What is expected |
Identify each line of the listing below that contains the string "baseball" and copy it out. Case counts.

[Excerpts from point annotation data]
— START —
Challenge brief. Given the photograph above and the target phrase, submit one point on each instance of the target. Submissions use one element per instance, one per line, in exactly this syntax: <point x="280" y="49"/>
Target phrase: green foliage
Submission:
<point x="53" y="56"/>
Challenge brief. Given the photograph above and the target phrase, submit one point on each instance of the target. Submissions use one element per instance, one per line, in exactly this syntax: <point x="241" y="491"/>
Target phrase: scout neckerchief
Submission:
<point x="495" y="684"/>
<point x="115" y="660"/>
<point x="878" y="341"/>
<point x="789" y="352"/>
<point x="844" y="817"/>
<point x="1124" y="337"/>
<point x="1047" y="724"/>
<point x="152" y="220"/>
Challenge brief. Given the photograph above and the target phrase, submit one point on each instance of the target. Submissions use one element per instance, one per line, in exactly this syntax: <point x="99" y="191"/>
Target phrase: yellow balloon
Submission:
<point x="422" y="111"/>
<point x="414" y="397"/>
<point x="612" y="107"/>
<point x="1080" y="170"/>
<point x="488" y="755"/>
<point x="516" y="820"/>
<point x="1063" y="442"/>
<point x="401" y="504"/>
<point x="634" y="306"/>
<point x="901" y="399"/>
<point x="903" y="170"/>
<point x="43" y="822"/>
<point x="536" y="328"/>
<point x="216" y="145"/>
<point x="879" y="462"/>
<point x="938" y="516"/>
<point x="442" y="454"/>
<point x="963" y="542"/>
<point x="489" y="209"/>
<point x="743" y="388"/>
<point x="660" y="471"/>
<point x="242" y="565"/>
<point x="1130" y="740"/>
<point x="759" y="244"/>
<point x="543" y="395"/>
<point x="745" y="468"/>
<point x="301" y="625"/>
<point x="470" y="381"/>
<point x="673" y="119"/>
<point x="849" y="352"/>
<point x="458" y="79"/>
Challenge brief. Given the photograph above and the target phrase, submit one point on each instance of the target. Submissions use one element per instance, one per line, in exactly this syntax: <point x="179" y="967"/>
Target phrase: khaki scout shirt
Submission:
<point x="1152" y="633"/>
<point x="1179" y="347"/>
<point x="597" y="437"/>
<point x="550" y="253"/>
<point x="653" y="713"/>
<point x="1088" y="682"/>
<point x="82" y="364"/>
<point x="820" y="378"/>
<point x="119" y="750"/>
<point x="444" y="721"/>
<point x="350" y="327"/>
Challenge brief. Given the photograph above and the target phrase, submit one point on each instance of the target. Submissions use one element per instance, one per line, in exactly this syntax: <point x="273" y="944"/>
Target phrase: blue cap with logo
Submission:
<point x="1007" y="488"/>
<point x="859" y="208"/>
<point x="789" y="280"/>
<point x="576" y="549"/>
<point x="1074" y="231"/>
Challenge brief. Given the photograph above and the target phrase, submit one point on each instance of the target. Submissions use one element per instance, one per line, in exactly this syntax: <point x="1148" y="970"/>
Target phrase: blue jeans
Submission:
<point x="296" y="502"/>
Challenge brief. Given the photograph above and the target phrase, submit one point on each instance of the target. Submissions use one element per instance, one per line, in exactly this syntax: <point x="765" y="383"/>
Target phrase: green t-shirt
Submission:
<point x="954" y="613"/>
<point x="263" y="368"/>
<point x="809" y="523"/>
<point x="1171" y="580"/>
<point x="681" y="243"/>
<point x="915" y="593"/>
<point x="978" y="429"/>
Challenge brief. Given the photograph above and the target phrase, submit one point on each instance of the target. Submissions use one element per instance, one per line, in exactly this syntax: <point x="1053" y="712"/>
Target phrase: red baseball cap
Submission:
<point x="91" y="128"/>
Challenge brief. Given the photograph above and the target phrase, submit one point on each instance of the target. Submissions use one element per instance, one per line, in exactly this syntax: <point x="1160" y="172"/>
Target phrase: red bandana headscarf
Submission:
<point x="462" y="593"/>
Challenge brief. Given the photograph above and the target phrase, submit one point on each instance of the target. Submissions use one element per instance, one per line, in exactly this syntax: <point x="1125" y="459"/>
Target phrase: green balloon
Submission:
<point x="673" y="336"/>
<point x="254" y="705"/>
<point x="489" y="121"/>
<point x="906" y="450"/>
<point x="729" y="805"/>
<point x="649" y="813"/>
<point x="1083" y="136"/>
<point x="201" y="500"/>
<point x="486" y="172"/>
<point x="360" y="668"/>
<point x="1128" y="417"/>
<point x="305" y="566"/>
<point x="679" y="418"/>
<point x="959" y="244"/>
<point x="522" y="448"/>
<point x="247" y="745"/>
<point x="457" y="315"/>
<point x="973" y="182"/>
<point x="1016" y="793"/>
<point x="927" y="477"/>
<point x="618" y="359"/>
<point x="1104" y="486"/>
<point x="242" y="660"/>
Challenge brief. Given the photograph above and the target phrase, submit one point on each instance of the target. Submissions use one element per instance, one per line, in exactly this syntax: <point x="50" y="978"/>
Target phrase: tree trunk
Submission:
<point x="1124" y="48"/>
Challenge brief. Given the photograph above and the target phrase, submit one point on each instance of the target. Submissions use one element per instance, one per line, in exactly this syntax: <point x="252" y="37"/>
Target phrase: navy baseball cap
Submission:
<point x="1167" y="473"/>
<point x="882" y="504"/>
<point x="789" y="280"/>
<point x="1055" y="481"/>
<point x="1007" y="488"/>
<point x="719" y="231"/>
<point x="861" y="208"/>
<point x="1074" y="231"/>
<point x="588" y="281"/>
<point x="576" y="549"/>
— END —
— START —
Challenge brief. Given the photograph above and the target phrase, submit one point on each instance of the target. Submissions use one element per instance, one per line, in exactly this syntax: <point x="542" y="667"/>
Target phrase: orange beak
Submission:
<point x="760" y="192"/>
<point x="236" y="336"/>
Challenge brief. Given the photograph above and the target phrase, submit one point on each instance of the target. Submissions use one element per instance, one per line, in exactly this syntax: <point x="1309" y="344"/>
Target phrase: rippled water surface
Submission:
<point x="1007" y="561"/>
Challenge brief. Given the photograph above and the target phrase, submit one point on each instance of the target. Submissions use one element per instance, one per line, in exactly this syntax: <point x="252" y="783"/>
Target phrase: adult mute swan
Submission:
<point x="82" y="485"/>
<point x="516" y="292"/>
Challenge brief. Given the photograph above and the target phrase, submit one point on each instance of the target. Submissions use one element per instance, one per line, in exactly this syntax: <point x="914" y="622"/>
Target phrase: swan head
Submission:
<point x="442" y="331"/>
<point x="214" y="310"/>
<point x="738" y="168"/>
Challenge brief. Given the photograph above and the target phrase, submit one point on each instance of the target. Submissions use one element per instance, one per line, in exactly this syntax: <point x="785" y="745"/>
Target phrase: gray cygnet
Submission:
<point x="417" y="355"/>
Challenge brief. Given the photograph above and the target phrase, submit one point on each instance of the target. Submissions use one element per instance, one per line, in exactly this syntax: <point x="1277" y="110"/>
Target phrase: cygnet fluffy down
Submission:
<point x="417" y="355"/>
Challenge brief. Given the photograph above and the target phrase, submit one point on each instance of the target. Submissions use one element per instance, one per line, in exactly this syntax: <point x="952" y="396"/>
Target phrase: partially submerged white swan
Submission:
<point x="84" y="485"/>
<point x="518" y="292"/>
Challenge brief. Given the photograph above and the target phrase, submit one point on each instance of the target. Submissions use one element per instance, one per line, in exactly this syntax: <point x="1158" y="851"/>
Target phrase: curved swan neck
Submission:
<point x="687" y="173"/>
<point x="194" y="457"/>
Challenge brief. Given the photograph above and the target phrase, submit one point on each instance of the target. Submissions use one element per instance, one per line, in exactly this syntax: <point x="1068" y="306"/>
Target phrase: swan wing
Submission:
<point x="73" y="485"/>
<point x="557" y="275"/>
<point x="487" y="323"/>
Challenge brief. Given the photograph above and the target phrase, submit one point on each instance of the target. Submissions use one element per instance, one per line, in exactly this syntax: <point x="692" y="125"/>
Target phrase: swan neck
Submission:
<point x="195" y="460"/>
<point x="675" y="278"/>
— END —
— START —
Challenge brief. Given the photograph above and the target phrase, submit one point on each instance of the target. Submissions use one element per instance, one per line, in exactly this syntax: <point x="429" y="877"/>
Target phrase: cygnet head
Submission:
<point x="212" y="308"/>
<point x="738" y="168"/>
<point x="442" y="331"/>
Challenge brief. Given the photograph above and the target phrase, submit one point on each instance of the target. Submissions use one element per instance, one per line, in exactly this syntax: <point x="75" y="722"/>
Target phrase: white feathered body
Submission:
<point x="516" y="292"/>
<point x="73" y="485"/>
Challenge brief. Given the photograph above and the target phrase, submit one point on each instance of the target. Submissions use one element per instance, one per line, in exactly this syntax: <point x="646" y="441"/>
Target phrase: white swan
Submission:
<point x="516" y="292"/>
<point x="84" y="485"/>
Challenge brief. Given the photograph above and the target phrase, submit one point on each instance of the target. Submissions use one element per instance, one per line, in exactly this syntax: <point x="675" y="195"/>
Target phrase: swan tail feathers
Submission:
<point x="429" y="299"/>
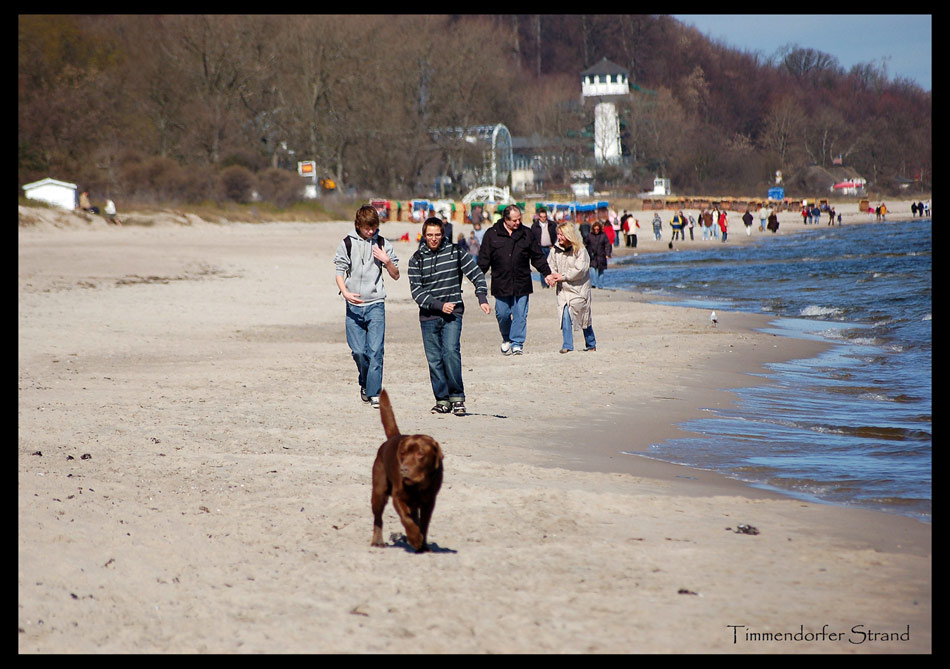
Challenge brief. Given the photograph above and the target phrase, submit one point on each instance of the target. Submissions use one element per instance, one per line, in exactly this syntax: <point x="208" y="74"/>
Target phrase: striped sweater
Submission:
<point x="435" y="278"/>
— END —
Exercise output |
Target phrase: red baseball cap
Target phrase: navy baseball cap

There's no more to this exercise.